Video length is 16:07

Tracking a Single Object With an IMM Filter | Understanding Sensor Fusion and Tracking, Part 4

From the series: Understanding Sensor Fusion and Tracking

Brian Douglas

This video describes how we can improve tracking a single object by estimating state with an interacting multiple model filter. We will build up some intuition about the IMM filter and show how it is a better tracking algorithm than a single model Kalman filter.

We cover what makes tracking a harder problem than positioning and localization because there is less information available to the tracking filter. We explain how the IMM makes up for the lack of information, and show some simulated results.

Published: 25 Sep 2019

In this video, we’re going to switch our focus from trying to estimate the state of our own system to estimating the state of a remote object. So we’re switching from the idea of positioning and localization to single object tracking. Figuring out where another object is isn’t all that different from figuring out where you are. We’re simply trying to determine state, like position or velocity, by fusing together the results from sensors and models. The part that makes tracking harder is that we usually have to do it with less information. But to deal with the lack of some information we can upgrade a single model estimation filter, like the standard Kalman filter that we used in the last video, to an interacting multiple model filter. In this video, we’re going to build up some intuition around the IMM by showing how it achieves state estimation when tracking an uncertain object. If you haven’t heard of an IMM before, I hope you stick around because I think it’s a pretty awesome approach to solving the tracking problem. I’m Brian, and welcome to a MATLAB Tech Talk.

====

_TASK 1_. How many rows below contain the string "industrial"? Tally them and reply with the number alone.
None of the rows have anything to do with the IMM tracking page.

====

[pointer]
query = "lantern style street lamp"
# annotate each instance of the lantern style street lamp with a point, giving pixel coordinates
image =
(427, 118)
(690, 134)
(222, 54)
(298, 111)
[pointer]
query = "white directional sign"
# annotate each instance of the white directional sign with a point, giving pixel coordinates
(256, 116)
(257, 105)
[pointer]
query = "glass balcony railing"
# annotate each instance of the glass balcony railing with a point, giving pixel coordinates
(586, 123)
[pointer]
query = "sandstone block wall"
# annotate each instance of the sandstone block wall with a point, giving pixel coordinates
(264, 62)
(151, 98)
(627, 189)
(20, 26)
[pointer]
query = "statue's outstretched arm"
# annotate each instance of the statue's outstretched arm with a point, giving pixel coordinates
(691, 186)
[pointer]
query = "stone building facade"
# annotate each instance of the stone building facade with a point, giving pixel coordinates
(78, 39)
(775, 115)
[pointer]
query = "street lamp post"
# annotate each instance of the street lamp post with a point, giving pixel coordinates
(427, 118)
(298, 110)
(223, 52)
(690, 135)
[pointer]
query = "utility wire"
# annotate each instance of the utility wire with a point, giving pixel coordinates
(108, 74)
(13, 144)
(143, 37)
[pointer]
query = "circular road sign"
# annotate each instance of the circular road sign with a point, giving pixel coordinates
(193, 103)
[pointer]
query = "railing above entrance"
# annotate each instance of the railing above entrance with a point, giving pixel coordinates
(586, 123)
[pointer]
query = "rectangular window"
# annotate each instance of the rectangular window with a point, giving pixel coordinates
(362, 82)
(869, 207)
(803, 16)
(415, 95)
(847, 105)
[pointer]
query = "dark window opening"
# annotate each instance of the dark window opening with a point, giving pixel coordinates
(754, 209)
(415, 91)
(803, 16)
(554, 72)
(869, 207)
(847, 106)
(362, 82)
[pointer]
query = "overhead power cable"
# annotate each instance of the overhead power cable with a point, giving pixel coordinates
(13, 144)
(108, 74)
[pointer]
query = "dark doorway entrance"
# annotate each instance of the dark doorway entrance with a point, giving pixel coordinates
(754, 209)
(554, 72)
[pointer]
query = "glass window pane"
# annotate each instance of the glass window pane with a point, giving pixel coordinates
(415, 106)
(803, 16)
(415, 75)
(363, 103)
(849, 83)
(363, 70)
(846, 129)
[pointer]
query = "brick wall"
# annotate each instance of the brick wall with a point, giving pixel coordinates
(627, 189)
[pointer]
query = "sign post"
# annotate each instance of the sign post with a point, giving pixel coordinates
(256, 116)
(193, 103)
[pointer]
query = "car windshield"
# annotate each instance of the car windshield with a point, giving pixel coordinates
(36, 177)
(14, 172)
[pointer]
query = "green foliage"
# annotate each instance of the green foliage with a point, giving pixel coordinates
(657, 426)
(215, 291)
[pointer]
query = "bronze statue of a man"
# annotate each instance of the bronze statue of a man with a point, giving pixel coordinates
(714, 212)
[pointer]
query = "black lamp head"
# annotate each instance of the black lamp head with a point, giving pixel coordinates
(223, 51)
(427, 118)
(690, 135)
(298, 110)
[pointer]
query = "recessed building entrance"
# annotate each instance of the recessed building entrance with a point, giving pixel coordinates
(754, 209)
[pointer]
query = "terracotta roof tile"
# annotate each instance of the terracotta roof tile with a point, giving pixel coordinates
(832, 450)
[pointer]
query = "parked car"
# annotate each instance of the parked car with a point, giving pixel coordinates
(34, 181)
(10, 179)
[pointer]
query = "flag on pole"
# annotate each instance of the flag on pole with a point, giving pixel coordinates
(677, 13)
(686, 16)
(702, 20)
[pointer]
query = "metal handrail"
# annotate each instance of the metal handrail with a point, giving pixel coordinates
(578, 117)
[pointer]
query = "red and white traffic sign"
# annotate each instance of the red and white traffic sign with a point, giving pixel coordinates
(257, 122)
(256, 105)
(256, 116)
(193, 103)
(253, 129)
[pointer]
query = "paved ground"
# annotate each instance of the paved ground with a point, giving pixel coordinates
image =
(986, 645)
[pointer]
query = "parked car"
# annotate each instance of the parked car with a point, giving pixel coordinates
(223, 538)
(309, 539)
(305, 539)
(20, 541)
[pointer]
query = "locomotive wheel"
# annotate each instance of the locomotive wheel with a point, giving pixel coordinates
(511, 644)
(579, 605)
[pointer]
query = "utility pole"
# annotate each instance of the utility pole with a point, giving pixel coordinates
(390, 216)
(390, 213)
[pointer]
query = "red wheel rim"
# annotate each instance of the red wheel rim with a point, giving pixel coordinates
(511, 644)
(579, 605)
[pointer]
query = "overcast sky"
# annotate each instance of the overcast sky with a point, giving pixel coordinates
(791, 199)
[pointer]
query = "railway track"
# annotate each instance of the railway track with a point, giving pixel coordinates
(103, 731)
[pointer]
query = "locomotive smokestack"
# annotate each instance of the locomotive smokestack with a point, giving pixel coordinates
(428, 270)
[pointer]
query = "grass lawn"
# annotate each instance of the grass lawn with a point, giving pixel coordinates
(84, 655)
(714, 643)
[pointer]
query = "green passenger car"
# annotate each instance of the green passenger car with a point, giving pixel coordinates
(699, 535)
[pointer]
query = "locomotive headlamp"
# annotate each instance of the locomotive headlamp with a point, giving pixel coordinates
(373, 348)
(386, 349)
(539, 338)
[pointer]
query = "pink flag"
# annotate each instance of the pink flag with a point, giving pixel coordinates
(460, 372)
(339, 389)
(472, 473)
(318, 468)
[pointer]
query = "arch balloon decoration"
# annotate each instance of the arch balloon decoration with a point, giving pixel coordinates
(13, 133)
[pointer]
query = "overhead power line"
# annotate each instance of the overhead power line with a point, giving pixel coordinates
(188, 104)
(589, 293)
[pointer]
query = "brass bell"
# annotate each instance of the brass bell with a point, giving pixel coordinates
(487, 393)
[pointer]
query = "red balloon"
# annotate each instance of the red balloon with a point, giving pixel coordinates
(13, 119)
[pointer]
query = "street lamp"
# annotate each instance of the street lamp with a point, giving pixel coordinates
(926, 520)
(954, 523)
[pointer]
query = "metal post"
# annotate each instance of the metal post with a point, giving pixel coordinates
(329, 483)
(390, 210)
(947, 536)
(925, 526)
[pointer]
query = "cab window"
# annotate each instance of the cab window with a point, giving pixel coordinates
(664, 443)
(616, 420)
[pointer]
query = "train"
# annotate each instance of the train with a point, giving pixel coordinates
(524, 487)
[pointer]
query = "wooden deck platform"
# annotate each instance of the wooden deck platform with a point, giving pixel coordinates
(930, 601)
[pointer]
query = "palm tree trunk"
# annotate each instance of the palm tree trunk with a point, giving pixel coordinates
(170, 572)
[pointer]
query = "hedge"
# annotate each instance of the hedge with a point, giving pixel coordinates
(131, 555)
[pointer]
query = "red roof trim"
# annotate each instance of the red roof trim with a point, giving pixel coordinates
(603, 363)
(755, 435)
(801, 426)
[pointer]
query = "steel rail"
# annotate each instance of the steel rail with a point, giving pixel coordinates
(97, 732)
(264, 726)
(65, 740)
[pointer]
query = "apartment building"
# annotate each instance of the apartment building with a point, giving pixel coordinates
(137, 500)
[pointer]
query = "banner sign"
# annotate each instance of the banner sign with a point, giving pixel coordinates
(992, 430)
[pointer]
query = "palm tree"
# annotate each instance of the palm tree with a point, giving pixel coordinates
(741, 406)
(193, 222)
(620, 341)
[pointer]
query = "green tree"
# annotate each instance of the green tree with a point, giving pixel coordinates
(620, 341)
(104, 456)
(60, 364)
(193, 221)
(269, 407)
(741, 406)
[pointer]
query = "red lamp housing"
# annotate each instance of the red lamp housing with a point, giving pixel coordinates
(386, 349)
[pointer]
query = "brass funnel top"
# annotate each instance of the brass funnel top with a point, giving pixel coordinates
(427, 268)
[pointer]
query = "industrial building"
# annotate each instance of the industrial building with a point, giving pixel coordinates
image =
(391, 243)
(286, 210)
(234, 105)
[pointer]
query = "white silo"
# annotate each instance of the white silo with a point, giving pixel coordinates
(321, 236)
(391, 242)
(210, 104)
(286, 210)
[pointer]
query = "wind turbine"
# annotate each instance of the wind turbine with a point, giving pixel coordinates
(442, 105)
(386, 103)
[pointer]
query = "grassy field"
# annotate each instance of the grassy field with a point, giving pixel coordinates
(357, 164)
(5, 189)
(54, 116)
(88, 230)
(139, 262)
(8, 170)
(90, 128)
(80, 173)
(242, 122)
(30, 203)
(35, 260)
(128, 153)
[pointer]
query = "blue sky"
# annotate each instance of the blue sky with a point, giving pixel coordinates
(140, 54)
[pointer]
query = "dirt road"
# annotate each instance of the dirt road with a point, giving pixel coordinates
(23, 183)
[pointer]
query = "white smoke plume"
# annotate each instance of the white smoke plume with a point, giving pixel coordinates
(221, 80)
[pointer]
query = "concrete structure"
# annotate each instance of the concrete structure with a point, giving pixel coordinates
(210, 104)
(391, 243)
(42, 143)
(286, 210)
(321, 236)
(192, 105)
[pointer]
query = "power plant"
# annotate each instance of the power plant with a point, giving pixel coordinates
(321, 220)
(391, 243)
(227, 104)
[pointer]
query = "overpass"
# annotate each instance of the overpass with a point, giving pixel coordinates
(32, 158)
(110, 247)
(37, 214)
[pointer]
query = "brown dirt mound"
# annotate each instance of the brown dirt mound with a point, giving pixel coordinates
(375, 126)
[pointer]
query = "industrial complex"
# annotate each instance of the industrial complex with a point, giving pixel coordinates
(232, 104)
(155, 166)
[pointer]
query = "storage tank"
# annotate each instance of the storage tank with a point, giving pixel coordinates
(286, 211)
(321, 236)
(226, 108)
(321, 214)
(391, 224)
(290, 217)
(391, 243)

====

_TASK 2_. Could you retype the IMM tracking page above in full, word for word?

_TASK RESPONSE 1_. 4

_TASK RESPONSE 2_.
Video length is 16:07

Tracking a Single Object With an IMM Filter | Understanding Sensor Fusion and Tracking, Part 4

From the series: Understanding Sensor Fusion and Tracking

Brian Douglas

This video describes how we can improve tracking a single object by estimating state with an interacting multiple model filter. We will build up some intuition about the IMM filter and show how it is a better tracking algorithm than a single model Kalman filter.

We cover what makes tracking a harder problem than positioning and localization because there is less information available to the tracking filter. We explain how the IMM makes up for the lack of information, and show some simulated results.

Published: 25 Sep 2019

In this video, we’re going to switch our focus from trying to estimate the state of our own system to estimating the state of a remote object. So we’re switching from the idea of positioning and localization to single object tracking. Figuring out where another object is isn’t all that different from figuring out where you are. We’re simply trying to determine state, like position or velocity, by fusing together the results from sensors and models. The part that makes tracking harder is that we usually have to do it with less information. But to deal with the lack of some information we can upgrade a single model estimation filter, like the standard Kalman filter that we used in the last video, to an interacting multiple model filter. In this video, we’re going to build up some intuition around the IMM by showing how it achieves state estimation when tracking an uncertain object. If you haven’t heard of an IMM before, I hope you stick around because I think it’s a pretty awesome approach to solving the tracking problem. I’m Brian, and welcome to a MATLAB Tech Talk.